(Point annotation records)
● ● ●
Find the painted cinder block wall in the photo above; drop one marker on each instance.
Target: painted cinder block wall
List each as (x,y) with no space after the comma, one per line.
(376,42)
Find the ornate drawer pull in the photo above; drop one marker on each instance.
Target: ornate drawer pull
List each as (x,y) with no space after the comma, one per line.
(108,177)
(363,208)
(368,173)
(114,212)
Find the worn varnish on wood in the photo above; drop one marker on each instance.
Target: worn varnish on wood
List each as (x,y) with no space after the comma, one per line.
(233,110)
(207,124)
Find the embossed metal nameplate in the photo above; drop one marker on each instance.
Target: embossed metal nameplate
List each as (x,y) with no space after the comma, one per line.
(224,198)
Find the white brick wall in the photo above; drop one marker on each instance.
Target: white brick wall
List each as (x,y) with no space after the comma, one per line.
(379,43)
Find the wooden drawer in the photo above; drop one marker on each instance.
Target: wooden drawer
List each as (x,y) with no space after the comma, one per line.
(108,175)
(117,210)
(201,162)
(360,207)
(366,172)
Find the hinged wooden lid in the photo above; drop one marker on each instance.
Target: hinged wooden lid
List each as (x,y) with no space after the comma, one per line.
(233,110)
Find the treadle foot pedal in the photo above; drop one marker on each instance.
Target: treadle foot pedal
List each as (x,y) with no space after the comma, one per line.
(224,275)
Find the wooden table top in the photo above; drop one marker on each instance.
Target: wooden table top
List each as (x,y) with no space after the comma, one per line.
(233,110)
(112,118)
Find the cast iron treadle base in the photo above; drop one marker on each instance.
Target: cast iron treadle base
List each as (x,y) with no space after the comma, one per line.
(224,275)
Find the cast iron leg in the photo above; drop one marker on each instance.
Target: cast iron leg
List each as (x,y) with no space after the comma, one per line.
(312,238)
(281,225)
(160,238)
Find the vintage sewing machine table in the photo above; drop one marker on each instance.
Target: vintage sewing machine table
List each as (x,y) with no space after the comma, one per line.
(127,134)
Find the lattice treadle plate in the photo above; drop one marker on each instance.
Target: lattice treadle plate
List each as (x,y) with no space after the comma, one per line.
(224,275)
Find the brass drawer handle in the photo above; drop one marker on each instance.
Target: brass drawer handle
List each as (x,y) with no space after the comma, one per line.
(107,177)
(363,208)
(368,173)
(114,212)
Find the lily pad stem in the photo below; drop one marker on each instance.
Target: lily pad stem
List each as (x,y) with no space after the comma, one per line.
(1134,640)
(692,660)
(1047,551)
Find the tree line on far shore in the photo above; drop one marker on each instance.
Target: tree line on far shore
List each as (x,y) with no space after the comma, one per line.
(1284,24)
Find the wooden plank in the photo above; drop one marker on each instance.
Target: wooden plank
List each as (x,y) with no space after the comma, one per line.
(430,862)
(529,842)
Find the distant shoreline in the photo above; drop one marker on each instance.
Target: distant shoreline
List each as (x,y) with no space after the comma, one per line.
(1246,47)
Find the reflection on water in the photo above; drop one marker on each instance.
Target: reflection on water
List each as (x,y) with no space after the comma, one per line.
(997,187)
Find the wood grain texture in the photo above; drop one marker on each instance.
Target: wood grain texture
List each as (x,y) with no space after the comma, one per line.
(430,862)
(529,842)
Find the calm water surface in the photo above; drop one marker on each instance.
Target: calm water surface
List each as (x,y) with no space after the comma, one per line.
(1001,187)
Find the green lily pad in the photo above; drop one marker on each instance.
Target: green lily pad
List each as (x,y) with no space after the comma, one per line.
● ● ●
Goal of the exercise:
Copy out the records without any change, starting at the line that contains "Find the lily" and continuing through the end of the records.

Solution:
Find the lily pad stem in the photo below; drop one marker on each instance.
Target: lily pad stem
List each as (x,y) with no space after the comma, one per line.
(1134,640)
(692,660)
(1047,551)
Find the tree line on far shore in the photo above; drop one marker on each instance.
Target: tree line on far shore
List each as (x,y) with no space after the comma, one per line.
(1284,24)
Find the wooden plank in the photo above; drop one marker on each instance.
Target: wooden plank
List each as (x,y) with no space after the comma, one per line.
(430,862)
(529,842)
Find the distant shoreline in the photo above; drop one marker on each instance.
Target: distant shoreline
List each as (x,y) with no space after the comma, one per line.
(1246,47)
Find the reflection on water in the photo above; drop one marker on each instance.
Target: reflection on water
List each as (x,y) with no space after the comma, one per line.
(997,187)
Find the wood grain texture in the photo above; drop one marker on each instance.
Target: wood grain texture
List each as (x,y) with no space after the comma, one per line.
(430,862)
(529,842)
Find the calm water surface in the photo above; drop one marker on each instance.
Target: calm water surface
List each as (x,y) with no space after the comma, one per line.
(1001,187)
Find the green lily pad in the photo above; drop one marker on each instance.
Target: green lily pad
List each as (x,y) with no space after the comma, one per line.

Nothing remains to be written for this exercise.